● **WHAT YOU ARE ASKED TO DO**
Rewrite every item below with "system" substituted for "component", keeping everything else the same.

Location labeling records
_ _ _
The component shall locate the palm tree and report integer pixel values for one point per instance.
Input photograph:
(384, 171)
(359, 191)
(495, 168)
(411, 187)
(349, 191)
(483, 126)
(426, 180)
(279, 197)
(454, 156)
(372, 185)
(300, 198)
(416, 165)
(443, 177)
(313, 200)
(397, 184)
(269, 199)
_ _ _
● **PROBLEM SOLUTION**
The system shall locate the palm tree and report integer pixel values for one point per instance.
Input photograph:
(384, 171)
(359, 191)
(495, 168)
(411, 187)
(349, 191)
(483, 126)
(426, 180)
(279, 197)
(454, 156)
(372, 185)
(300, 198)
(416, 165)
(443, 177)
(313, 200)
(397, 184)
(269, 199)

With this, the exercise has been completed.